Position identification records:
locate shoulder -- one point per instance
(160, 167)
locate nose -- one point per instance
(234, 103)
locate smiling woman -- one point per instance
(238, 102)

Requirements:
Output every line of the material above without changing anything.

Answer for the task:
locate shoulder -- one point per instance
(160, 167)
locate nose -- one point per instance
(234, 103)
locate smiling woman -- one point per instance
(238, 102)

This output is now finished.